# Exercise requirements
1) In the article on Jane Austen adaptations below, shorten the paragraph that begins "It was also the year of Emma Thompson's" into a bulleted list that keeps its main facts.
2) Pick up the article on Jane Austen adaptations below after its final sentence and carry it forward.

# Text
Source : PERTHNOW NEWS
If you were a Jane Austen fan in 1995, that was really your year.
That was the year the BBC forever stamped the image of a lake-drenched Colin Firth, his transparent undershirt lightly clinging to his body in the hugely beloved miniseries adaptation of Pride and Prejudice.
It was also the year of Emma Thompson’s Sense and Sensibility, beautifully directed by Ang Lee, which won Thompson an Oscar for her screenplay. Then there was Ciaran Hinds and Amanda Root’s version of Persuasion. To top it off, Clueless stormed onto the scene, a snappy and clever modern update of Emma.
What a year of riches that was.
Ten years later, Joe Wright cast Keira Knightley and Matthew Macfadyen as his Lizzie and Darcy, and that version of Austen’s classic served as the defining adaptation for younger generations, especially those who lack the patience to sit through the BBC’s five hours.
Every brood will get its own version of Pride And Prejudice, and that’s certainly the belief of British writer Dolly Alderton, who is adapting Austen for this year’s Netflix miniseries.
She even told the streamer’s marketing website, Tudum, “Once in a generation, a group of people get to retell this wonderful story and I feel very lucky that I get to be a part of it.”
The release is still a while off — not until the (southern hemisphere) spring, apparently — but Netflix has released the first teaser trailer for it, complete with dashing Darcy riding onto the screen (and into our hearts) on a horse.
The 30-second clip mostly features Lizzie sat on a roof with the sound of birdsong disrupted by the distinct patter of hooves coming over the top.

# Stored rows
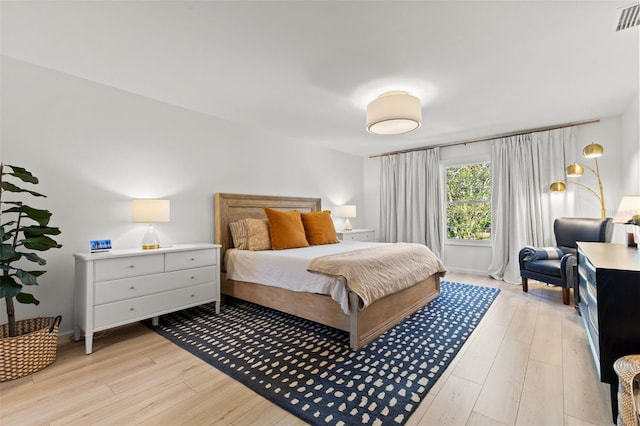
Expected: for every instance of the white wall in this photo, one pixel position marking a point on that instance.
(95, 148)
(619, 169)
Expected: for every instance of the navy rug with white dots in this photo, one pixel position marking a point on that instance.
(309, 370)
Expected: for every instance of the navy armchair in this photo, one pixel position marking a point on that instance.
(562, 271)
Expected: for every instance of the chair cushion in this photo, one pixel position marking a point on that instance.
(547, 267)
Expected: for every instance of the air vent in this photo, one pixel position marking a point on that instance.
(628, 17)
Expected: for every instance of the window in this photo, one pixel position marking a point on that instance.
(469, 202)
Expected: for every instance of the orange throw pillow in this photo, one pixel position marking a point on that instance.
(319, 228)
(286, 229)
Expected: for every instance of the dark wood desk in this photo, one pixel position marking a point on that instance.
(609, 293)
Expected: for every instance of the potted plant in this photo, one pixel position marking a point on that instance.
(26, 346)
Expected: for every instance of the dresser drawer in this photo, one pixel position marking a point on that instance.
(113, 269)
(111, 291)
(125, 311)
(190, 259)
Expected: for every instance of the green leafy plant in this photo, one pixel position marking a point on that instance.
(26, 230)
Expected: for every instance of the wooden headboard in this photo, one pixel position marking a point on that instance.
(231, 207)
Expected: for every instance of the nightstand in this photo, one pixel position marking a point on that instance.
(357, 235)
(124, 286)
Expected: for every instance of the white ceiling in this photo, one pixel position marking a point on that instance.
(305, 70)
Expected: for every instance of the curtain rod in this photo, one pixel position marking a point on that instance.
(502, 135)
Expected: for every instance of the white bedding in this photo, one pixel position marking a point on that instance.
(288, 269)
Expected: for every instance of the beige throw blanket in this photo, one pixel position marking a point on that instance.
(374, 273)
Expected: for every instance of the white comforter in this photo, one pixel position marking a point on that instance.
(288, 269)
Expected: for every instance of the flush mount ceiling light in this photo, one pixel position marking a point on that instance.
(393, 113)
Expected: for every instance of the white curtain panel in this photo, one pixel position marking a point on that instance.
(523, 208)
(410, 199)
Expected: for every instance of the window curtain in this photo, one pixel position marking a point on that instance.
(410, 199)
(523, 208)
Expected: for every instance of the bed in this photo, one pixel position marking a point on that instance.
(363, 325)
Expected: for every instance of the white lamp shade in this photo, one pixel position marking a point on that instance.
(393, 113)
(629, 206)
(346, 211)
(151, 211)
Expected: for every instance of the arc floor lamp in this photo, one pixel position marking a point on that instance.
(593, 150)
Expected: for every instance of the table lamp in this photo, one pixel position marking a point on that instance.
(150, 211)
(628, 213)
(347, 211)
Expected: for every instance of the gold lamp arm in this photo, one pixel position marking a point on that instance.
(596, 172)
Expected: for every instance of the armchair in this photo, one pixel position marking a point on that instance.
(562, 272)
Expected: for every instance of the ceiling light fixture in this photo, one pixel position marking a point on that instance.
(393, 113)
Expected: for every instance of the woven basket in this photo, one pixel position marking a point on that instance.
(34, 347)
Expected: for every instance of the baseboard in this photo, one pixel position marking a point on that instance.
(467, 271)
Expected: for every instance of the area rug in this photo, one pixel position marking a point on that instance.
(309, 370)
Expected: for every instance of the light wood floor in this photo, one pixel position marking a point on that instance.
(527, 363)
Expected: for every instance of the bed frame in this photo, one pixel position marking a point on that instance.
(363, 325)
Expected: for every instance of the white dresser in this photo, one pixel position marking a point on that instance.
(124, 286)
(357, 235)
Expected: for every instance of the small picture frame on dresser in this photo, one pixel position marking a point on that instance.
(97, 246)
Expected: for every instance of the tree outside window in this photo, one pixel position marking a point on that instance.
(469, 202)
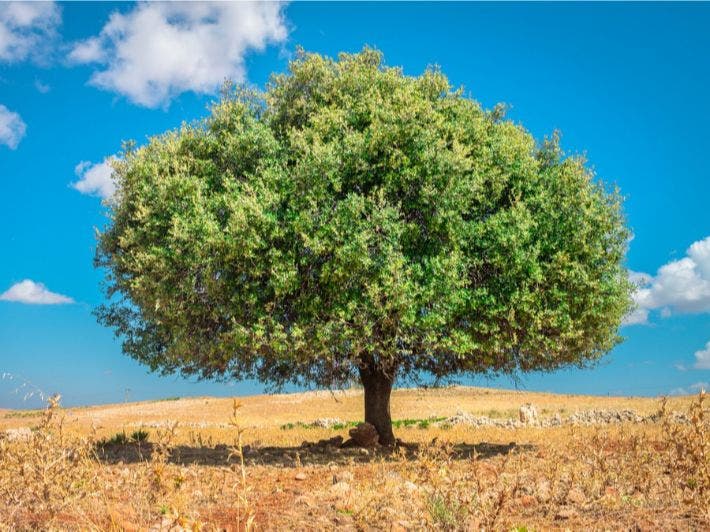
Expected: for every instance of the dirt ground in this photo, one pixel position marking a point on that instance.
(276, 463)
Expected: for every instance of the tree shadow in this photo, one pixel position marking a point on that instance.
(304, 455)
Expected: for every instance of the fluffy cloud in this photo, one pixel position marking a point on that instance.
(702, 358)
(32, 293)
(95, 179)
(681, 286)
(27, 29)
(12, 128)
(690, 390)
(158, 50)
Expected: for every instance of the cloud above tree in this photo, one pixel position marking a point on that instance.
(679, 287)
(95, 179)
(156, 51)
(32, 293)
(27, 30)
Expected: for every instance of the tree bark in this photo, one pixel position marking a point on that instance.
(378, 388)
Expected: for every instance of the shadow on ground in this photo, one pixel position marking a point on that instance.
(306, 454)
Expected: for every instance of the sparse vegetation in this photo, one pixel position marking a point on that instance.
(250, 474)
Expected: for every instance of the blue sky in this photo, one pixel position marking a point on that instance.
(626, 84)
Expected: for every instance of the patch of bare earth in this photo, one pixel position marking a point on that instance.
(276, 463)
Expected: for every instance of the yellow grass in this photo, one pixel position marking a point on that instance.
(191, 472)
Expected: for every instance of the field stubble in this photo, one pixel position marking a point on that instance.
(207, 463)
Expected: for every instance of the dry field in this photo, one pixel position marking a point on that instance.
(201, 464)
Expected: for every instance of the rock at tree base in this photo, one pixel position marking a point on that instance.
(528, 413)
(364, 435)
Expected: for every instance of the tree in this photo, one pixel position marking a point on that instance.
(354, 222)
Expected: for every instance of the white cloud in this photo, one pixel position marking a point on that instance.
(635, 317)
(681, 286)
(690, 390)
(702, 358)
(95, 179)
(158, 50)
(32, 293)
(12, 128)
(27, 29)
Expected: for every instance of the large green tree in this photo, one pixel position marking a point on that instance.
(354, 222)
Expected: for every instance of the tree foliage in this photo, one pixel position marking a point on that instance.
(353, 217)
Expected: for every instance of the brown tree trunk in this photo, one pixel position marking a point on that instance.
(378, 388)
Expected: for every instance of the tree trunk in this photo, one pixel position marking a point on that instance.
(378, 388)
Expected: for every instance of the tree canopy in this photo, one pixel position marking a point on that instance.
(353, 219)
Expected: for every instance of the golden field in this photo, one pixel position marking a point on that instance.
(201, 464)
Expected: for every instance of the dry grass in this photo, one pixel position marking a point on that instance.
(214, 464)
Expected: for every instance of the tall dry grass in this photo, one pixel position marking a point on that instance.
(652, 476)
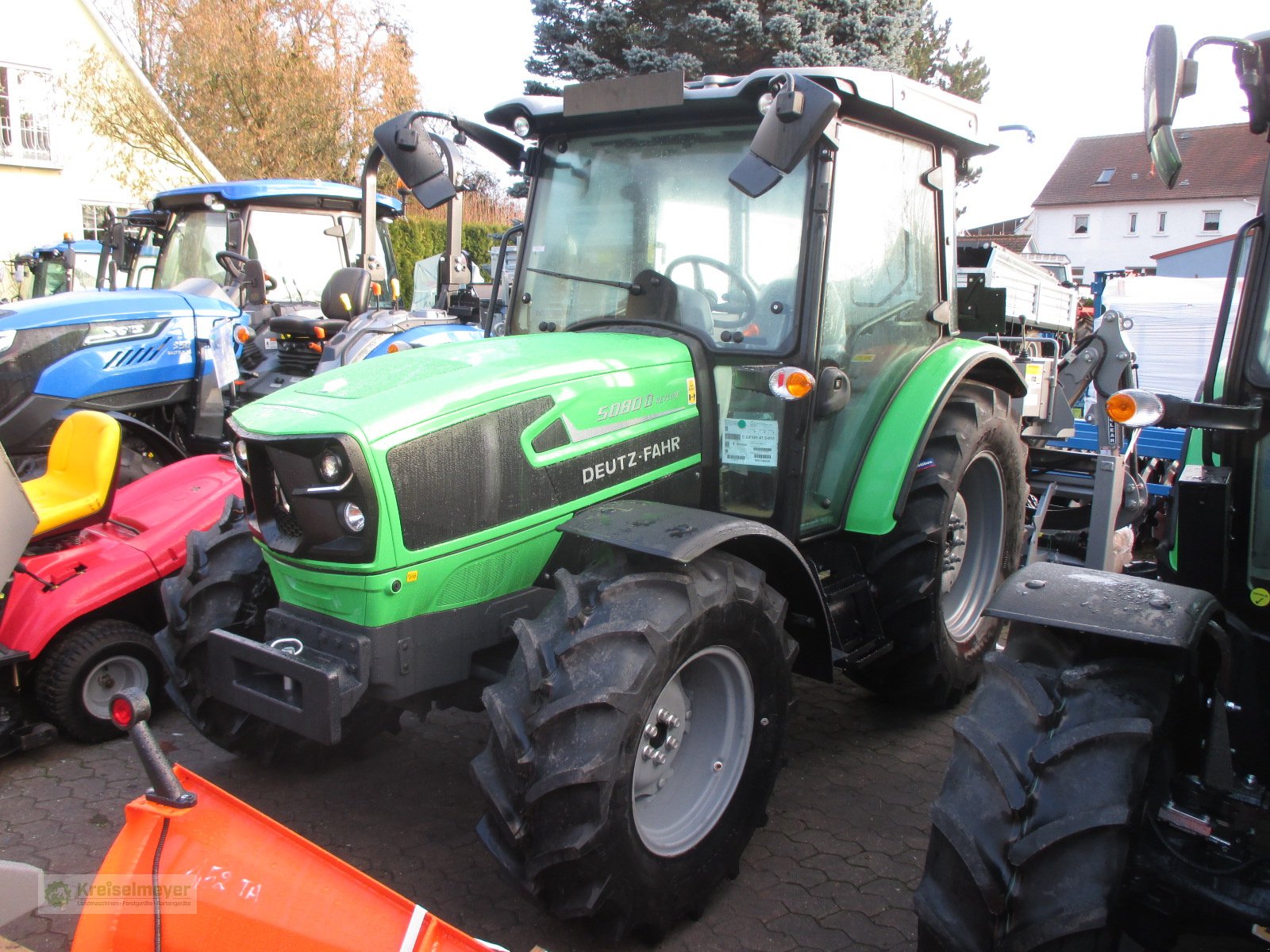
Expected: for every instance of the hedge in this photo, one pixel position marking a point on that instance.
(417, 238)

# Task results
1)
- Emma Thompson's Sense and Sensibility, directed by Ang Lee, earned Thompson an Oscar for her screenplay.
- Ciaran Hinds and Amanda Root starred in a version of Persuasion.
- Clueless arrived as a snappy, clever modern update of Emma.

2)
It’s interlaced with quick shots of things that will make any Anglophile or literary lover’s heart aflutter — a letter with beautiful handwriting in ink, a finger on the spine of a leather-bound book, a hand grazing wildflowers, the capped shoulder of an empire-waist dress and, perhaps the most tickling thing of all, eye contact between Lizzie and Darcy.
It may have been a short tease, but this Pride & Prejudice has just declared it’s going to be leaning into all those tropes that have characterised Austen adaptations for decades.
Emma Corrin (The Crown, Lady Chatterley’s Lover) will play Lizzie with Jack Lowden as Darcy. Earlier, Lowden had joked that he looked forward to “breaking down barriers” by playing a ginger Mr. Darcy, but at least from the short glimpses in this trailer, it looks like they have darkened his natural colour to a soft brown.
The rest of the cast includes Olivia Colman and Rufus Sewell as Mrs and Mr Bennet, Daryl McCormack as Mr Bingley, Louis Partridge as Mr Wickham, Jamie Demetriou as Mr Collins, and Fiona Shaw as Lady Catherine de Bourgh.

The other four Bennet sisters will be played by Freya Mavor, Rhea Norwood, Hopey Parish and Hollie Avery.
Alderton is an interesting choice to adapt Austen’s novel because she is a well-established writer and podcaster with a huge fanbase of women in the UK and Australia. She’s the author of books including Everything I Know About Love And Ghosts, has written agony aunt and dating columns for The Sunday Times, and co-hosted the podcast The High Low.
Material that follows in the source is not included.